The average user rating for this Book is 7.0 out of 10 (based on 22 Votes).
Karen P gave it a6: Far too smug to be a great book. The story kept me interested and the writing as ever was fluid but the middle class perfection irrated far more than I can attribute to the characters alone. Felt a bit bludgeoned by a McEwan Tory party pamphlet made of 100lb lead. Maybe that says more about me than it does him
federica C gave it an8: it's a little bit slowly in the narration of facts and to precise in lexicon above alll for a non native reader,but I think it's a realistic portrait of our thinking and way of living.sometimes it make me anxious reading it...
TheKate M gave it a3: This book was so sterile and processed that I couldn't wait to put it down and get my hands dirty with something else. Very rarely do I find myself so detached from a novel and its characters that I can spend my time disliking the author and wondering what he did to inspire such neglect from his editors and loved ones... not at all what I expected from Mr. McEwan.
Lucy gave it a5: Too self-consciously intellectual. Feel author's hand in things at every page....trying too hard.
Michael K gave it a10: This is an exemplary current-events novel which embodies everything Philip Roth had in mind when he wrote his influential 1961 essay, "Writing American Fiction." I love this book so much I've read it a few times. Not often mentioned are the allusions to Darwinism, which are somewhat reminiscent of John Fowles's "The French Lieutenant's Woman," and play against the gorgeous Matthew Arnold poem quoted in the story. Part Hitchcockian thriller, I find this novel thrilling in every respect.

* [Records provided]
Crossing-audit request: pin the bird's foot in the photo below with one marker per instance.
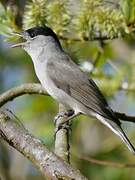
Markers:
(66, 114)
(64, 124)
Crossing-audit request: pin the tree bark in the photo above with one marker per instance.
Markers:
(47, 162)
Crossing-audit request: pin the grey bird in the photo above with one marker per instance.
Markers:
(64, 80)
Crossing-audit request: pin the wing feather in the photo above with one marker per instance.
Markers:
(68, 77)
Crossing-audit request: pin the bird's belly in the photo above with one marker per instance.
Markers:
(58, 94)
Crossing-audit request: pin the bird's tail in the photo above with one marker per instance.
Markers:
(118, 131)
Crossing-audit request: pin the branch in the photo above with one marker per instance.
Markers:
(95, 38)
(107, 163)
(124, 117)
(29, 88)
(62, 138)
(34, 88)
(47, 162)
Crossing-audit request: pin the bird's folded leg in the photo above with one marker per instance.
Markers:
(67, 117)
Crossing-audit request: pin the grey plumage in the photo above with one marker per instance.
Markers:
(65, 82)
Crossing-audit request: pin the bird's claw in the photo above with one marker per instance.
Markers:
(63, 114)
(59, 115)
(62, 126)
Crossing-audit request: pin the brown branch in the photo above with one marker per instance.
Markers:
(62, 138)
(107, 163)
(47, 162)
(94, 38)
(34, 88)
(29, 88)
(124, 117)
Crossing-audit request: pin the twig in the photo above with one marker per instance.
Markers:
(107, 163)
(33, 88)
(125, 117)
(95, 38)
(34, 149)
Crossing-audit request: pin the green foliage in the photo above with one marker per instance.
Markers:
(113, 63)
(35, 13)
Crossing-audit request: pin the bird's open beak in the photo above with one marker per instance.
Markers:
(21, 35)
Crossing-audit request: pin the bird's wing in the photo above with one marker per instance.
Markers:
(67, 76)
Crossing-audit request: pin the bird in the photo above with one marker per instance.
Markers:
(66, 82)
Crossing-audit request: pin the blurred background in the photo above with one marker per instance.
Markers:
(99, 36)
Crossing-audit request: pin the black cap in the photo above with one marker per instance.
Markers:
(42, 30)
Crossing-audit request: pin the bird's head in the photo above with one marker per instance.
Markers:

==

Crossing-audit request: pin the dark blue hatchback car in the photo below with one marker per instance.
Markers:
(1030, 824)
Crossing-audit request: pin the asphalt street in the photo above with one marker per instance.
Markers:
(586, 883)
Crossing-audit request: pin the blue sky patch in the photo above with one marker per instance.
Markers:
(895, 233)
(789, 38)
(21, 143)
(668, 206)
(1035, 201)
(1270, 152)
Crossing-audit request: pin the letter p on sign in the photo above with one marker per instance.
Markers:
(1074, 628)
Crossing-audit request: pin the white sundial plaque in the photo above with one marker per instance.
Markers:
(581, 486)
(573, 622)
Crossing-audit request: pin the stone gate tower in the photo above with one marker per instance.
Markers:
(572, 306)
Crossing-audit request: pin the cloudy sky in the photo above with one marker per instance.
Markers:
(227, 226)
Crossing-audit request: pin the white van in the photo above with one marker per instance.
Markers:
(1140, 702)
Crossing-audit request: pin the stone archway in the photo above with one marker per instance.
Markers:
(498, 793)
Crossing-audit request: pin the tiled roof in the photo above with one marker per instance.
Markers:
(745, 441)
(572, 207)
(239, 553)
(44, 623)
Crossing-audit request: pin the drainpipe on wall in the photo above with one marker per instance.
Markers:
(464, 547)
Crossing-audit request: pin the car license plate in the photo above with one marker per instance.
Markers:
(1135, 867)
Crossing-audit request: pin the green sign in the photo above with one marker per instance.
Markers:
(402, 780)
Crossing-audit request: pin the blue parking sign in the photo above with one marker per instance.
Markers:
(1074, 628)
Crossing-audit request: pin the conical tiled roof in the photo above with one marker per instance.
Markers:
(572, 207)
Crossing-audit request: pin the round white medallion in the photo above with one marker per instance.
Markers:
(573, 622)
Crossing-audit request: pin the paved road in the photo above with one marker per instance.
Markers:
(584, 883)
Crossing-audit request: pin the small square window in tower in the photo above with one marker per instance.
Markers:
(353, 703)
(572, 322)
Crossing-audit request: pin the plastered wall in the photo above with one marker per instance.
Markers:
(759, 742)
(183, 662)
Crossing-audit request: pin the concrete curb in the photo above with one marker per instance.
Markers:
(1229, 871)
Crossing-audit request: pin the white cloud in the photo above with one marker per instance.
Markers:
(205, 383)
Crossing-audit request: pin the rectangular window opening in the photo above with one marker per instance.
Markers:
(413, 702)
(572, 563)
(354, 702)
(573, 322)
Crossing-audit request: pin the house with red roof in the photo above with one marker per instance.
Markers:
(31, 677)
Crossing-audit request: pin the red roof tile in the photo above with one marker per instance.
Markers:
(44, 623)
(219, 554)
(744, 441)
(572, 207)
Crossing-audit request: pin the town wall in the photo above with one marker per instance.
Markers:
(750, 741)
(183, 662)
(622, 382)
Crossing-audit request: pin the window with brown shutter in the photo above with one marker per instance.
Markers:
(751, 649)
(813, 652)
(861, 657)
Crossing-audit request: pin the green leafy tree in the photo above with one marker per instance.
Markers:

* [Exercise details]
Answer these questions from the book reviews:
(a) What is the book's average user rating, and how many votes is it based on?
(b) Which reviewer gave the book a 3?
(c) Which 1961 essay does Michael K mention, and who wrote it?

* [Problem solution]
(a) 7.0 out of 10, based on 22 votes.
(b) TheKate M.
(c) "Writing American Fiction," by Philip Roth.